_PROBLEMS_.
[a] In the essay on the second year of grief, how old does the narrator say they are?
[b] Reproduce the passage of the essay on the second year of grief starting with "It's the first day" and going on through "And over again.".

_PASSAGE TO READ_.
** Begin **
It's the day you realize what's been made of you.  The one where can't get out of bed or can't stop crying, which is forever a possibility but in Year Two it's no longer acceptable to recoil and hide.  In Year Two you can't check the box for bereavement leave, which seems appropriate only this box is no longer one you can mindfully exit.  You live in that box.  Year Two confirms this. 

Year One you turn around but Year Two you keep driving.  To work.  To the game or the mall or the wedding because it's been two years and you think you should.  When you arrive and you want to cry or buy all the ice cream, you smile instead because it's Year Two and because you left your wallet in the car. 

Year Two is the first day you hide her. 

It's the day someone comments on how nice you look after having two children and you smile, but on the inside you're screaming because there are three. Because you are thirty years old and you've already had three children, and you've already buried one.  

It's the day you turn around and they've stopped calling.  Stopped asking.  And maybe they want to but it's Year Two and they think they shouldn't.  It's the day you denounce the universe for allowing time to pass.  The same day you look down and realize you are moving with it; that your world is spinning just as much. 

It's the first day you hold her baby brother.  Perfect and healthy and the day they let you take him home.  When your heart is bursting with relief and love and gratitude but the ache hasn't left.  When your arms are full but they'll never be.  It's the day you realize that even at your happiest, you will still be sad. 



Year One was that first day without you.   Over.  And over.  And over again. 

Year Two was the next day.  Year Two is the rest of my life. 



It's not all bad, of course.  Year One removed but Year Two has provided.  Insight and perspective aside, Year Two gave me solid, tangible things that I can feed and love and sing to sleep.  Year Two was growth and true smiles, more than I ever thought possible when you died.  Year Two lifts the shock that was your death.   The dust has settled and that's nice but there's a density to the air now.  And some days it's still hard to see.
** End **
_RECORDED INFORMATION_.
** Begin **
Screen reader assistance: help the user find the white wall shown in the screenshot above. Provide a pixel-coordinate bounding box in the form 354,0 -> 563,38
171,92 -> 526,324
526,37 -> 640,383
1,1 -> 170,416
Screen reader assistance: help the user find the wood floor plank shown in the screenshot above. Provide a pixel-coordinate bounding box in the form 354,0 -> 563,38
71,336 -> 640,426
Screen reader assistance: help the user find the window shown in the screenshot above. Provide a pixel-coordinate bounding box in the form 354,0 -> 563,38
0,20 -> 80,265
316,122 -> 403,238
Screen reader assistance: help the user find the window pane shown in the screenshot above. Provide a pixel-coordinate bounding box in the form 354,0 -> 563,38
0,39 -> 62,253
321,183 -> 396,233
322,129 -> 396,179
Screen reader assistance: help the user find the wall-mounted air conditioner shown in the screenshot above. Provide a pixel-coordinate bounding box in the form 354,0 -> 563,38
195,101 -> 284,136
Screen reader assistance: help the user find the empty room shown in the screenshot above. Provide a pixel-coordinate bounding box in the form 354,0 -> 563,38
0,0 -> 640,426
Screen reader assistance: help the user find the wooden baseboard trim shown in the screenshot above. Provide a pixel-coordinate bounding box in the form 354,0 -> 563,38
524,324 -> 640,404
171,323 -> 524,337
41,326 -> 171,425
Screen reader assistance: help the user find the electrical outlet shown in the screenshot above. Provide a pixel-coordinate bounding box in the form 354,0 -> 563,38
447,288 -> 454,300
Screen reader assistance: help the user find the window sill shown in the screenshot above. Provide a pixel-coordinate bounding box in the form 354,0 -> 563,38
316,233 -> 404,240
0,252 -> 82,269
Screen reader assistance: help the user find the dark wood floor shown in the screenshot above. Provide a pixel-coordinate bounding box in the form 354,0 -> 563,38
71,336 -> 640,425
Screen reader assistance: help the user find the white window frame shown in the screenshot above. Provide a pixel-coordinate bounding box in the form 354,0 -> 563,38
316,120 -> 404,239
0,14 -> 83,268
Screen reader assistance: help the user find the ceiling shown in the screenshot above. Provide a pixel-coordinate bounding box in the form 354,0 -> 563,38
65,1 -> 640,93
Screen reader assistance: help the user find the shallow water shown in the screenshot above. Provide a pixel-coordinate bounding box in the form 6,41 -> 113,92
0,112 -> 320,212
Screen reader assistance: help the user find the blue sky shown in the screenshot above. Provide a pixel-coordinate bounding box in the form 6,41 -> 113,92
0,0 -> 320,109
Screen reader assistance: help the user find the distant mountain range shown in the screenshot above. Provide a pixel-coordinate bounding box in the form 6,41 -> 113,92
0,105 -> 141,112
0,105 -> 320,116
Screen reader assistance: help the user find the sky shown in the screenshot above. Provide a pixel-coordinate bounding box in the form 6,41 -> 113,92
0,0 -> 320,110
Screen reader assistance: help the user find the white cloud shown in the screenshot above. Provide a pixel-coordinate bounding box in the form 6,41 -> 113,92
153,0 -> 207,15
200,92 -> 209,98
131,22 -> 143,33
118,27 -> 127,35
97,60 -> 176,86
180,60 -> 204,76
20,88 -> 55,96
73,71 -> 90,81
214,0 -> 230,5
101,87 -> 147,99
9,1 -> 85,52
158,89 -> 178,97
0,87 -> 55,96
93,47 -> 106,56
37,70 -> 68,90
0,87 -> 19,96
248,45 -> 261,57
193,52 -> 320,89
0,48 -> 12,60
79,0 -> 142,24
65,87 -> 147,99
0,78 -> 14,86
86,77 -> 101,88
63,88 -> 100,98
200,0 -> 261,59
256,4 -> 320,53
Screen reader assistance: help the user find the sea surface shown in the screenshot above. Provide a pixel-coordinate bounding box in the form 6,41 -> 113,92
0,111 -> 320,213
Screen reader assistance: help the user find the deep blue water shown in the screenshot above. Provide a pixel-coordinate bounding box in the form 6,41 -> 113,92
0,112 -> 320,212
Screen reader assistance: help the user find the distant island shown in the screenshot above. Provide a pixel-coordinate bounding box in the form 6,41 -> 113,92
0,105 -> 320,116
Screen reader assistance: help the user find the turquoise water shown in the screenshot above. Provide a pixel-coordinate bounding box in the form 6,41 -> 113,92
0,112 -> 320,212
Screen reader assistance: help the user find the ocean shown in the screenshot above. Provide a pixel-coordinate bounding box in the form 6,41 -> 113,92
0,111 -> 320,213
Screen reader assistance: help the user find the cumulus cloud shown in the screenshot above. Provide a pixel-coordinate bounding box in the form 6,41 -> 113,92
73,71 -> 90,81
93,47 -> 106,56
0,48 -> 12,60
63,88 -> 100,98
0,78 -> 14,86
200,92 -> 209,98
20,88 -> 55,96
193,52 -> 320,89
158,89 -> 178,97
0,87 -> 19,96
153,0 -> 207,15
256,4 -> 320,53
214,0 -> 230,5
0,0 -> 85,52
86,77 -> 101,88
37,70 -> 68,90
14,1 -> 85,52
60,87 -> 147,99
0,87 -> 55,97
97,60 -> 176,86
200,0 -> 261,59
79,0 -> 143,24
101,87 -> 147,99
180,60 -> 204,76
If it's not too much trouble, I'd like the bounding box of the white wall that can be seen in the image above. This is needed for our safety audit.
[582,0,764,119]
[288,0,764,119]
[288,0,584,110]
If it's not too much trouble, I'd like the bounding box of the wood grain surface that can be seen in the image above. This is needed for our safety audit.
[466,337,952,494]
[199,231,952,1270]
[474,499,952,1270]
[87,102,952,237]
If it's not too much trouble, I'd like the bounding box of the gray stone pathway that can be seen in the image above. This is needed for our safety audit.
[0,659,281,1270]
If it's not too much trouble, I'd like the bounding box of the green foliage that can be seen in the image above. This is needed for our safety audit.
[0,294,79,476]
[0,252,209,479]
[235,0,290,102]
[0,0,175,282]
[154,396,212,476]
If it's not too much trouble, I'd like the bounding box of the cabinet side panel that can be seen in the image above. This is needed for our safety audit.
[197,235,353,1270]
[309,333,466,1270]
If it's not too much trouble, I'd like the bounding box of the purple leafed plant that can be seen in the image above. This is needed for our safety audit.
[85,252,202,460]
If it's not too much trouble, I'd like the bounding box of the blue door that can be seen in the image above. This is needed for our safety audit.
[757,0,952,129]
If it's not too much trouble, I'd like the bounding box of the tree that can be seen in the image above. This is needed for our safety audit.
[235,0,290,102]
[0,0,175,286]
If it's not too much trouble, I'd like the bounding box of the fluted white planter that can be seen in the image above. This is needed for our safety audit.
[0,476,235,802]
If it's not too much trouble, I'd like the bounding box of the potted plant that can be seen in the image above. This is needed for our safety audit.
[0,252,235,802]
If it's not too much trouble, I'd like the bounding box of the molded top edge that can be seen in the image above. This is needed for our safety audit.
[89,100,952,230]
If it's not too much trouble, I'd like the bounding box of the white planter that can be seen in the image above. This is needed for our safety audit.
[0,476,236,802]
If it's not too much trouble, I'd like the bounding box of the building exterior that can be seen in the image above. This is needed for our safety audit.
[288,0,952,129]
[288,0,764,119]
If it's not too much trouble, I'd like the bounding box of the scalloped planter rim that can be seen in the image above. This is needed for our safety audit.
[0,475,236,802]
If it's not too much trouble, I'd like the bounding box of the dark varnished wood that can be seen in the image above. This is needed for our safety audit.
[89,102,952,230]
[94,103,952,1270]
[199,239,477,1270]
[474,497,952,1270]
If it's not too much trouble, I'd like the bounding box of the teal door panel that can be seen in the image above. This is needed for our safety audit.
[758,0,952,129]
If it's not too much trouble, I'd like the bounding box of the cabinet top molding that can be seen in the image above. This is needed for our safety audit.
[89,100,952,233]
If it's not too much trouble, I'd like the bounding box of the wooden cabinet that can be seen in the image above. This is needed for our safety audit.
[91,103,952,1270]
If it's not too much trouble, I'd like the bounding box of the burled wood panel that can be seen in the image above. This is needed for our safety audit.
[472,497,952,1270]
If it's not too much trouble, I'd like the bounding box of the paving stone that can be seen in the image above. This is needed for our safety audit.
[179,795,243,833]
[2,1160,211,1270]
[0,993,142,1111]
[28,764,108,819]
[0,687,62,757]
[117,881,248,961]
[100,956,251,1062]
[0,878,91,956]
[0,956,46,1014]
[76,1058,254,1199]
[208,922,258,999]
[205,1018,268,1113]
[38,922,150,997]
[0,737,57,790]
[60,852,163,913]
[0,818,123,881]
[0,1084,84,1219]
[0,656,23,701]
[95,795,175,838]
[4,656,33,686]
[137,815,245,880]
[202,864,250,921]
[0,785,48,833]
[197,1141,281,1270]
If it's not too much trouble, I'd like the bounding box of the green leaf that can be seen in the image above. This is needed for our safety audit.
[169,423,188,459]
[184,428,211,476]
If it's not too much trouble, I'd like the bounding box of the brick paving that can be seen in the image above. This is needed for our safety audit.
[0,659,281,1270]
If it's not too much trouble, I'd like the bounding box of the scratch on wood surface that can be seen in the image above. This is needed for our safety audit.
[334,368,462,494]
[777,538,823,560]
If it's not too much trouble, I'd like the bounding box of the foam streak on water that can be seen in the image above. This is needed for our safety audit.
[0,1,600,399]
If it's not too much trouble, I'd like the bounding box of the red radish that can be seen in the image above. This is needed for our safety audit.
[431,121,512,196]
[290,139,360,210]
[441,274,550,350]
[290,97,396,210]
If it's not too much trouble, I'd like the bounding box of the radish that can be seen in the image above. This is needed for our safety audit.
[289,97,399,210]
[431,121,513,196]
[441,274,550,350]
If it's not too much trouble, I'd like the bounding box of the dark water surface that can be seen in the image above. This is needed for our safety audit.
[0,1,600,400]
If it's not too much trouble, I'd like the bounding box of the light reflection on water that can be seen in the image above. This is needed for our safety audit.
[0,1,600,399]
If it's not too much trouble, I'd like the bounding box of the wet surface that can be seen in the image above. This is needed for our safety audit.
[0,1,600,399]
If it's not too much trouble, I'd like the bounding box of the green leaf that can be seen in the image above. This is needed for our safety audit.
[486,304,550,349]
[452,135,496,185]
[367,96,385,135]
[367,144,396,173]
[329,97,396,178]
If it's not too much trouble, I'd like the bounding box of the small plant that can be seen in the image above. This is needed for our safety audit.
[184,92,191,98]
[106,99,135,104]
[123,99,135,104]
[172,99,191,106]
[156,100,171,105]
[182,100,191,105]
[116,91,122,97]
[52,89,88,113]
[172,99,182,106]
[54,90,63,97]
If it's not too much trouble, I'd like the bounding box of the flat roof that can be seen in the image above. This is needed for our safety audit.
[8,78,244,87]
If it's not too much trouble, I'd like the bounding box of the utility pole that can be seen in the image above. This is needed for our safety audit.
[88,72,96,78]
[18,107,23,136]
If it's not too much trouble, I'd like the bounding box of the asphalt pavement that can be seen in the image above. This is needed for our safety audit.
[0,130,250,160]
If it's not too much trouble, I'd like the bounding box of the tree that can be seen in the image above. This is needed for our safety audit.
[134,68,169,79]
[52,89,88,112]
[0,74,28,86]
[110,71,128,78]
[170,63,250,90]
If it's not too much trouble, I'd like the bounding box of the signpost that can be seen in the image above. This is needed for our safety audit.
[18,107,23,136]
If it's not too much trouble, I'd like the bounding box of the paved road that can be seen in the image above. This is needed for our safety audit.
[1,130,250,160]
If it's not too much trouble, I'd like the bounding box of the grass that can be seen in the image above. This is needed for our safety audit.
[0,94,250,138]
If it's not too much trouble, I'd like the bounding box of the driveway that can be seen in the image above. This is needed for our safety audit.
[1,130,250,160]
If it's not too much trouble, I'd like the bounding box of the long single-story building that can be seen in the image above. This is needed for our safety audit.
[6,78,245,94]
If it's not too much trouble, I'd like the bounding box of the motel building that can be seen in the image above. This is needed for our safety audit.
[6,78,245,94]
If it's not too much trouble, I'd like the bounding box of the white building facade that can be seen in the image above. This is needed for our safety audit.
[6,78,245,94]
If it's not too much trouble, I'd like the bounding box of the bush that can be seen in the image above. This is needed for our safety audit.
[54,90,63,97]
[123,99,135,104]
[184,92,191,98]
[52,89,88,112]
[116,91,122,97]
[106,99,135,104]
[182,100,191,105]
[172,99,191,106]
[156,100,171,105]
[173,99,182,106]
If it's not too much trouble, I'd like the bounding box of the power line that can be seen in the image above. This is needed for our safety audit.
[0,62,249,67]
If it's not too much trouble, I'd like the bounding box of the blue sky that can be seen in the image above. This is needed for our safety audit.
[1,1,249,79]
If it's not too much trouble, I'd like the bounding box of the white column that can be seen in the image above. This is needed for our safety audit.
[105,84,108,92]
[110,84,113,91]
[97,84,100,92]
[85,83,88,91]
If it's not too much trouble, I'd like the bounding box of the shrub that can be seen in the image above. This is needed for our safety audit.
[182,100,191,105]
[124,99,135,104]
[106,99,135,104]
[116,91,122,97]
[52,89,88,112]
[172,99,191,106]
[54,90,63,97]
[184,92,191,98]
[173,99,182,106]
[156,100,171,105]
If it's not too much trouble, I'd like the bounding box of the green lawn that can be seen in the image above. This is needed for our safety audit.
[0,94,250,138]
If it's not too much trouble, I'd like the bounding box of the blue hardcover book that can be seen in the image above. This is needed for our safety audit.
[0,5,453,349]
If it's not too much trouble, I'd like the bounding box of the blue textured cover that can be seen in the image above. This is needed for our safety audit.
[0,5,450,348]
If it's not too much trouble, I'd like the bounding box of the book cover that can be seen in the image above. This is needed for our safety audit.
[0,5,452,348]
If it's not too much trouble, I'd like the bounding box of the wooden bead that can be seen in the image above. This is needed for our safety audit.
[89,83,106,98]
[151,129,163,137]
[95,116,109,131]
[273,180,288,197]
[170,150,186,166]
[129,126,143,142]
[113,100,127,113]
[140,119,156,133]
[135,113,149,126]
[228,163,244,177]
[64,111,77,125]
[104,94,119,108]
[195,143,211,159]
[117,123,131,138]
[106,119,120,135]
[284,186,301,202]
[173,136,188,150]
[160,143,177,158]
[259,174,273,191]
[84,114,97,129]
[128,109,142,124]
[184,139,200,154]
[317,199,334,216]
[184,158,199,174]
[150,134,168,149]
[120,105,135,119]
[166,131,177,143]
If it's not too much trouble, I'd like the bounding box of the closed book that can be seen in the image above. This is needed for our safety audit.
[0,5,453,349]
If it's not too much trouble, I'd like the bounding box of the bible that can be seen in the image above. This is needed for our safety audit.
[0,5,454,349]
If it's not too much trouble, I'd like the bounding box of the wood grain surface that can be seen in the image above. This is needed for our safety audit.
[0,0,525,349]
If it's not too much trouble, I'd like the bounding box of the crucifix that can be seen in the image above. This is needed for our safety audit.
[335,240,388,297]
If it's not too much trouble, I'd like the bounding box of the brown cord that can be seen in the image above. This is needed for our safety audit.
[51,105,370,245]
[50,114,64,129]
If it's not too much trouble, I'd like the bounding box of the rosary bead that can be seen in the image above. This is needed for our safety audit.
** End **
_ANSWERS TO THE EXERCISES_.
[a] Thirty years old.

[b]
It's the first day you hold her baby brother.  Perfect and healthy and the day they let you take him home.  When your heart is bursting with relief and love and gratitude but the ache hasn't left.  When your arms are full but they'll never be.  It's the day you realize that even at your happiest, you will still be sad. 



Year One was that first day without you.   Over.  And over.  And over again.